# Conductivity Transmitter Calibration Procedure

Image courtesy : Emerson analytical

Theory :

Conductivity is the ability of any solution to pass a electric current. In any liquid current is carried by cation and anions.

Conductivity of any solution is depending on following factors:

1. Concentration
2. Mobility of ions
3. Valence of ions
4. Temperature

The unit of conductivity is micro-Siemens per centimeter or µS/cm.

Need of conductivity measurement:

1. To detect the leak in a process vessel: Water used for cooling in heat exchangers and surface condensers for temperature control. If any Leakage occurred in vessel tube which mix the cooling water into the process liquid and can result in potentially harmful contamination. Its can detect by conductivity measurement
2. Conductivity is used to monitor the buildup of dissolved ionic solids in evaporative cooling water systems and in boilers.
3. Water treatment facilities

#### Calibration of Conductivity Transmitter :

Calibration can be done by two methods.

1. With standard sample

Here we are discussing calibration with resistance decade box.

And consider Emerson make conductivity analyser or transmitter and model number is 1181T.

#### Formula to find out the resistance :

As we are discussing about calibration via a decade resistance box, we need to calculate the equivalent resistance which to be applied from a decade resistance box to the conductivity transmitter for the calibration purpose. As per our process temperature range, we have three different types of formulas for the resistance calculations.
_ _ _ _
[Task list]
1 – Output the passage of the conductivity calibration procedure verbatim, between "#### Formula to" and "the resistance calculations.", inclusive.
2 – Check each statement against the conductivity calibration procedure, answering yes or no and quoting the words that decide it. (a) Conductivity is measured in micro-Siemens per centimeter. (b) The calibration discussed uses a Yokogawa transmitter. (c) Temperature is one of the factors that conductivity depends on.
3 – Take the conductivity calibration procedure further, starting right after its final sentence.

(Segmentation mask data)
_ _ _ _
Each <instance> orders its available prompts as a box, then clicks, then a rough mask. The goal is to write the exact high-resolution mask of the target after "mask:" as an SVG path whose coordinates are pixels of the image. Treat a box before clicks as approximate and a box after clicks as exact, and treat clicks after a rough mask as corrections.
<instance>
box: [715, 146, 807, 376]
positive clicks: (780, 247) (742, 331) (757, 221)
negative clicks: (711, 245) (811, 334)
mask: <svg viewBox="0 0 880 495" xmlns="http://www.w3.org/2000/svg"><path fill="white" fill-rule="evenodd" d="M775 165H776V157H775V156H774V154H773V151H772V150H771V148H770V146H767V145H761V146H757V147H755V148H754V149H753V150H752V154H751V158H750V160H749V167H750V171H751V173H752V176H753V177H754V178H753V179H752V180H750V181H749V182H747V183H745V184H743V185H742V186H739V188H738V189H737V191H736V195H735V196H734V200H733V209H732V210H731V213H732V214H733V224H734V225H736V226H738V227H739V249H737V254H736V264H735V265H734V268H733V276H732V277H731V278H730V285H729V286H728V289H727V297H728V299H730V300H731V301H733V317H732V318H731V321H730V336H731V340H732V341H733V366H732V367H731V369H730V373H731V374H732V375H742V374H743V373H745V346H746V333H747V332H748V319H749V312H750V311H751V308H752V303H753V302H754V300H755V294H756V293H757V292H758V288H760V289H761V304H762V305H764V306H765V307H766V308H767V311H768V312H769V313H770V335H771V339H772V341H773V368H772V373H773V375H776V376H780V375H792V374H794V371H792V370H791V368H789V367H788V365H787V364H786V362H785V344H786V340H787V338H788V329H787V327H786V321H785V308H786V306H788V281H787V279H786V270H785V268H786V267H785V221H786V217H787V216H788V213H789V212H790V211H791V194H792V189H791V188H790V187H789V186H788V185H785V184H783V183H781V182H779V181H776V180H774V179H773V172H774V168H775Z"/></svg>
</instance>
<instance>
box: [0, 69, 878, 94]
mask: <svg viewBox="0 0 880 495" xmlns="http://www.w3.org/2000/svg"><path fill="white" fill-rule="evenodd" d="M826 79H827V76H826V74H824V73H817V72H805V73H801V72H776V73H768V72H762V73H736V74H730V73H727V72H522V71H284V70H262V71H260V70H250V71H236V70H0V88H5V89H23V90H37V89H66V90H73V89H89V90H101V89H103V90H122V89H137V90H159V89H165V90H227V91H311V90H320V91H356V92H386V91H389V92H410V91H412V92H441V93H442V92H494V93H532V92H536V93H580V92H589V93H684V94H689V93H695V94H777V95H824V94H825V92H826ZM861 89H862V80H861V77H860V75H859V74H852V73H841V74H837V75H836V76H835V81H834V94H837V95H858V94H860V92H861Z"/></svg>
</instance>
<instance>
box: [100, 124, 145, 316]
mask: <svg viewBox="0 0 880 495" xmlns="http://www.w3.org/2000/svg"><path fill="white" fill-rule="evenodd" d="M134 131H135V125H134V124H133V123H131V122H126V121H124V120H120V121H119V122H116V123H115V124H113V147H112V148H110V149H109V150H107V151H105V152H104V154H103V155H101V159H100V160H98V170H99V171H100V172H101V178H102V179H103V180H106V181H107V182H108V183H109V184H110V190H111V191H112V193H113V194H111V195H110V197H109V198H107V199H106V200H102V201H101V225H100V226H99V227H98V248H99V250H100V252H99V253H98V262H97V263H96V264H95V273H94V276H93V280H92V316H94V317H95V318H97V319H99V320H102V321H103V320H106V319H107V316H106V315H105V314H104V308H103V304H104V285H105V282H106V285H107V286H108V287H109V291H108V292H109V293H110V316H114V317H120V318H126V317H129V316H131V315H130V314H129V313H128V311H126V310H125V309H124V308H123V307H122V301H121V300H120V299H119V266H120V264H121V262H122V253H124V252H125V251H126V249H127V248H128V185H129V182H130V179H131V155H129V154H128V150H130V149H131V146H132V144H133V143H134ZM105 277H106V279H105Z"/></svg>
_ _ _ _
[Answers in order]
1 –
#### Formula to find out the resistance :

As we are discussing about calibration via a decade resistance box, we need to calculate the equivalent resistance which to be applied from a decade resistance box to the conductivity transmitter for the calibration purpose. As per our process temperature range, we have three different types of formulas for the resistance calculations.

2 –
(a) Yes: "The unit of conductivity is micro-Siemens per centimeter or µS/cm."
(b) No: "consider Emerson make conductivity analyser or transmitter and model number is 1181T."
(c) Yes: "4. Temperature"

3 –
The three formulas as per process temperature range are :

1. If your sample temperature is in between 5 to 85 deg C

Resistance (conductivity) = Probe Constant X 1,000,000 / F.S. Conductivity

1. If your sample temperature is in between 50 to 150 deg C

Resistance (conductivity) = 0.4 X Probe Constant X 1,000,000 / F.S. Conductivity

1. If your sample temperature is in between 100 to 200 deg C

Resistance (conductivity) = 0.4 X Probe Constant X 1,000,000 / F.S. Conductivity

In our discussions, we considered sample temperature is in between 0 – 50 deg Celsius. so first formula is applied in our below example.

#### Calibration Example :

Suppose a conductivity transmitter calibration to be carried out which has range 0 – 100 µS/cm and cell constants 0.1

Solution:

For any transmitter, there are two minimum calibration checks will be there.

They are

1. Zero Calibration : For verifying the zero reading of the transmitter
2. Span Calibration : For verifying the calibrated range of the transmitter

Connect the decade box and power supply as shown in below figure.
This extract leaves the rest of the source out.